== Provided data ==
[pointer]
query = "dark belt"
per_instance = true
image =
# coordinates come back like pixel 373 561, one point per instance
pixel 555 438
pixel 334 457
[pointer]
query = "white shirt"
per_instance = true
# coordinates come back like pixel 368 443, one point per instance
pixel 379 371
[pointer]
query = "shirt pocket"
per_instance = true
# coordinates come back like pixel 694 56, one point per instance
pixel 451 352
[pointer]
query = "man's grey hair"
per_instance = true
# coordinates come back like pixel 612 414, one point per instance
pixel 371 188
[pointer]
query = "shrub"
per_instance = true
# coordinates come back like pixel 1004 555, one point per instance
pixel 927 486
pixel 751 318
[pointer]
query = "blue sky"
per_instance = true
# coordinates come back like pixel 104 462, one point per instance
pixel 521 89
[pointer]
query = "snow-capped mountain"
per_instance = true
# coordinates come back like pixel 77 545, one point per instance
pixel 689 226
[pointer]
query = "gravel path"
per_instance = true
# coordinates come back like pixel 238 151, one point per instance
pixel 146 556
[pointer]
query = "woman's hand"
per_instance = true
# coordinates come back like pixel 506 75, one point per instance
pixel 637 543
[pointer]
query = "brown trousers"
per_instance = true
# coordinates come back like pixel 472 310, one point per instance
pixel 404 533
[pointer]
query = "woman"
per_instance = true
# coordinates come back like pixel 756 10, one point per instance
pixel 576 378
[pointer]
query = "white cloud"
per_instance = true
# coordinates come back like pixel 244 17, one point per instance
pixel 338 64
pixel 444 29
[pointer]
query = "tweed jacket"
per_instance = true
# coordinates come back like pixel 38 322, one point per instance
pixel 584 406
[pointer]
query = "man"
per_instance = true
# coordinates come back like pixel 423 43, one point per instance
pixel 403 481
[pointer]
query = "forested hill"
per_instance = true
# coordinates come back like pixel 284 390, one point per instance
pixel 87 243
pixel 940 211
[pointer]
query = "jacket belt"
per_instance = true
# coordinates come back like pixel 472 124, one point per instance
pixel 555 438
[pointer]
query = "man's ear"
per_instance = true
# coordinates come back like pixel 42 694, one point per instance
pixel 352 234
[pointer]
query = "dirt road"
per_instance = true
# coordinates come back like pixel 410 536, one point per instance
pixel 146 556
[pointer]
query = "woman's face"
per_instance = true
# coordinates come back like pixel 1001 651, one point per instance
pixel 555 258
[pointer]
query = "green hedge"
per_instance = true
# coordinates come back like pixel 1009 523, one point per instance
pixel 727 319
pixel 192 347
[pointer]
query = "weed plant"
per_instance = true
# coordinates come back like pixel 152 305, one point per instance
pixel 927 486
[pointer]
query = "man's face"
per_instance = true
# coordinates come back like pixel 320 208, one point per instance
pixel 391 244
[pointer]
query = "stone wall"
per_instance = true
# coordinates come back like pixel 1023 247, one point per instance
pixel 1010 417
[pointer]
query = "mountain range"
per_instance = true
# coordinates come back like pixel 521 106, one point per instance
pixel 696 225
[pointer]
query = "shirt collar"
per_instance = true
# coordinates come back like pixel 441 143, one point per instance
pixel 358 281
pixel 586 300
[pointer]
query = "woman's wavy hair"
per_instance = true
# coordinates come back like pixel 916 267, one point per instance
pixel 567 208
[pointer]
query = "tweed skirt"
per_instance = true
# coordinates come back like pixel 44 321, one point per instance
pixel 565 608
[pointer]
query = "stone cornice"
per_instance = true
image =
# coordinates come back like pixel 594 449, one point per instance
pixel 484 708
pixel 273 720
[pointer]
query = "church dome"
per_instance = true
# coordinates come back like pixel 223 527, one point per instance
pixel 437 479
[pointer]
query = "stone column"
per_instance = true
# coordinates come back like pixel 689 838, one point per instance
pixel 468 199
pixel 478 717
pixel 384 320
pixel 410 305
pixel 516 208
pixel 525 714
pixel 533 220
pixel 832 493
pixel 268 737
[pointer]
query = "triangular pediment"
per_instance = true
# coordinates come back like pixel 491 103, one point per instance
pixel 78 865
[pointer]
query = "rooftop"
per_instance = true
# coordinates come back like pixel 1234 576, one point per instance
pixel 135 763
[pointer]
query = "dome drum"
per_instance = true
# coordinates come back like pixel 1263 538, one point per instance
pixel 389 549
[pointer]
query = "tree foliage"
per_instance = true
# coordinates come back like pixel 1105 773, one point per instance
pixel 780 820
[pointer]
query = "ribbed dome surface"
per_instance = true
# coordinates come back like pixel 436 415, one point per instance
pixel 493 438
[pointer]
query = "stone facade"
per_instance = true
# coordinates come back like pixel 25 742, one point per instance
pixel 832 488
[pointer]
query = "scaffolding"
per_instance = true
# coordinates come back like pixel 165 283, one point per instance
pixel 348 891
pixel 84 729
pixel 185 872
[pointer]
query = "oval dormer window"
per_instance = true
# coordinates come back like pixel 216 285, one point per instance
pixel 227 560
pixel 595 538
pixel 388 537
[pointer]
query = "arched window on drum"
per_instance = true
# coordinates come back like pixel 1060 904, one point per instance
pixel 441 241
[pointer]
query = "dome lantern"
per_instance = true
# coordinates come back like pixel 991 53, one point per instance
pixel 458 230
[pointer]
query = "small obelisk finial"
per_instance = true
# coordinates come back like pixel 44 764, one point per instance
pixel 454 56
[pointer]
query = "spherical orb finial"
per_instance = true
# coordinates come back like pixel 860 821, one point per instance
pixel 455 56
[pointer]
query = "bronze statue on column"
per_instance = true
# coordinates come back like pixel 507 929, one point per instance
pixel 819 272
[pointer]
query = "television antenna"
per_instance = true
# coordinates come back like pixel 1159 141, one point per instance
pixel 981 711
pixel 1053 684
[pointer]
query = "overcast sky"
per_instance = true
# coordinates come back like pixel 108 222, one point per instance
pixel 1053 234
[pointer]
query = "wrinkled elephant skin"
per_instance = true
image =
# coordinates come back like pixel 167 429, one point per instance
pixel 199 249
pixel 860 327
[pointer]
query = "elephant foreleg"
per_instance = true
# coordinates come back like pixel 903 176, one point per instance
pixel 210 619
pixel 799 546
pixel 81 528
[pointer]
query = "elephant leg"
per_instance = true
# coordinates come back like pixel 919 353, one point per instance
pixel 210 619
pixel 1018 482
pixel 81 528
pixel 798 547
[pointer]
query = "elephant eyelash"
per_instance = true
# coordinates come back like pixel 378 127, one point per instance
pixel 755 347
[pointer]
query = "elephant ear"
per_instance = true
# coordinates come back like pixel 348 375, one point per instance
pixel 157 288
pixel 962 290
===
* What is needed *
Output each record precisely as given.

* Solution for this task *
[pointer]
query = "dark belt"
per_instance = true
image =
# coordinates come back like pixel 373 561, one point per instance
pixel 555 438
pixel 334 457
[pointer]
query = "white shirt"
per_instance = true
# coordinates come back like pixel 368 443, one point per instance
pixel 379 371
[pointer]
query = "shirt pocket"
per_instance = true
# coordinates come back like pixel 694 56, one point per instance
pixel 451 352
[pointer]
query = "man's grey hair"
per_instance = true
# coordinates come back like pixel 612 414, one point per instance
pixel 371 188
[pointer]
query = "shrub"
per_instance = true
# coordinates come back like pixel 1004 555, one point per instance
pixel 927 486
pixel 751 318
[pointer]
query = "blue sky"
per_instance = true
# coordinates come back like pixel 104 462, one point per instance
pixel 521 89
[pointer]
query = "snow-capped mountain"
per_instance = true
# coordinates come back like pixel 77 545, one point per instance
pixel 689 226
[pointer]
query = "gravel path"
per_instance = true
# coordinates come back like pixel 238 151, one point per instance
pixel 146 556
[pointer]
query = "woman's hand"
per_instance = true
# coordinates come back like pixel 506 75, one point per instance
pixel 637 543
[pointer]
query = "brown trousers"
per_instance = true
# coordinates come back like pixel 472 310, one point per instance
pixel 404 533
[pointer]
query = "woman"
per_instance = true
# coordinates come back like pixel 756 10, one point per instance
pixel 576 378
[pointer]
query = "white cloud"
per_instance = true
# coordinates come back like pixel 244 17, one point per instance
pixel 338 64
pixel 444 29
[pointer]
query = "tweed jacket"
per_instance = true
# coordinates come back like pixel 38 322, one point per instance
pixel 584 406
[pointer]
query = "man"
per_instance = true
# coordinates come back like pixel 423 43, one point per instance
pixel 403 481
[pointer]
query = "forested hill"
per_instance = true
# coordinates come back like pixel 284 390, one point per instance
pixel 87 243
pixel 940 211
[pointer]
query = "jacket belt"
per_instance = true
# coordinates come back like pixel 472 124, one point per instance
pixel 555 438
[pointer]
query = "man's ear"
per_instance = true
# coordinates come back like pixel 42 694, one point per instance
pixel 352 234
[pointer]
query = "dirt road"
per_instance = true
# coordinates come back like pixel 410 536, one point per instance
pixel 146 556
[pointer]
query = "woman's face"
per_instance = true
# coordinates come back like pixel 1001 651, one point per instance
pixel 555 258
[pointer]
query = "green hedge"
per_instance = true
# coordinates come back like pixel 1009 523, one point per instance
pixel 727 319
pixel 192 347
[pointer]
query = "weed plant"
per_instance = true
# coordinates come back like pixel 152 305, one point per instance
pixel 927 486
[pointer]
query = "man's face"
per_instance = true
# coordinates come back like pixel 320 208, one point per instance
pixel 391 244
[pointer]
query = "stone wall"
per_instance = true
# coordinates come back like pixel 1023 247, one point per instance
pixel 1010 417
[pointer]
query = "mountain range"
per_instance = true
# coordinates come back like pixel 521 106, one point per instance
pixel 696 225
[pointer]
query = "shirt collar"
per_instance = true
# coordinates come back like pixel 441 143, one point per instance
pixel 358 281
pixel 586 300
[pointer]
query = "woman's wavy hair"
per_instance = true
# coordinates come back like pixel 916 267, one point per instance
pixel 567 208
[pointer]
query = "tweed skirt"
per_instance = true
# coordinates come back like pixel 44 321, one point per instance
pixel 565 608
[pointer]
query = "stone cornice"
per_instance = true
image =
# coordinates come back like pixel 594 449, one point per instance
pixel 484 708
pixel 273 720
[pointer]
query = "church dome"
per_instance = true
# coordinates come back like pixel 223 527, one point per instance
pixel 437 479
[pointer]
query = "stone column"
per_instance = true
# coordinates come back like pixel 689 838, one point per instance
pixel 468 199
pixel 478 717
pixel 384 320
pixel 410 305
pixel 516 208
pixel 525 714
pixel 533 220
pixel 832 493
pixel 268 737
[pointer]
query = "triangular pediment"
per_instance = true
# coordinates come back like pixel 491 103, one point per instance
pixel 78 865
[pointer]
query = "rooftop"
per_instance = true
# coordinates come back like pixel 1234 576, one point per instance
pixel 135 763
[pointer]
query = "dome drum"
per_instance = true
# coordinates come back like pixel 1263 538, one point per instance
pixel 389 549
[pointer]
query = "tree foliage"
per_instance = true
# coordinates come back like pixel 1105 773, one point per instance
pixel 780 820
[pointer]
query = "ribbed dome surface"
per_instance = true
# coordinates come back like pixel 436 415, one point per instance
pixel 493 438
[pointer]
query = "stone facade"
per_instance = true
# coordinates come back like pixel 25 742, one point per instance
pixel 832 488
[pointer]
query = "scaffolding"
per_instance = true
# coordinates come back like pixel 165 283, one point per instance
pixel 348 891
pixel 84 729
pixel 185 872
[pointer]
query = "oval dormer window"
per_instance = true
# coordinates come back like pixel 216 285, one point per instance
pixel 227 560
pixel 595 538
pixel 388 537
[pointer]
query = "arched window on drum"
per_instance = true
# coordinates come back like pixel 1060 904, one point per instance
pixel 441 241
[pointer]
query = "dome lantern"
per_instance = true
# coordinates come back like pixel 991 53, one point per instance
pixel 458 230
[pointer]
query = "small obelisk finial"
per_instance = true
# coordinates come back like pixel 44 764, one point per instance
pixel 454 56
[pointer]
query = "spherical orb finial"
per_instance = true
# coordinates come back like pixel 860 821, one point per instance
pixel 455 56
[pointer]
query = "bronze statue on column"
per_instance = true
# coordinates come back like pixel 507 929, one point per instance
pixel 819 272
[pointer]
query = "television antenna"
per_instance = true
# coordinates come back like pixel 1159 141, one point per instance
pixel 981 711
pixel 1053 684
[pointer]
query = "overcast sky"
per_instance = true
# coordinates come back like pixel 108 222, one point per instance
pixel 1053 234
[pointer]
query = "wrinkled elephant skin"
per_instance = true
image =
# coordinates come back like pixel 167 429, one point per instance
pixel 199 249
pixel 860 327
[pointer]
query = "elephant foreleg"
per_instance = true
# coordinates come back like pixel 903 176, one point per instance
pixel 210 619
pixel 799 546
pixel 81 528
[pointer]
query = "elephant leg"
per_instance = true
# coordinates come back like pixel 919 353, one point per instance
pixel 210 619
pixel 1018 482
pixel 81 528
pixel 798 547
[pointer]
query = "elephant eyelash"
per_instance = true
# coordinates come back like pixel 378 127, one point per instance
pixel 755 347
[pointer]
query = "elephant ear"
per_instance = true
# coordinates come back like pixel 348 375, one point per instance
pixel 157 288
pixel 962 290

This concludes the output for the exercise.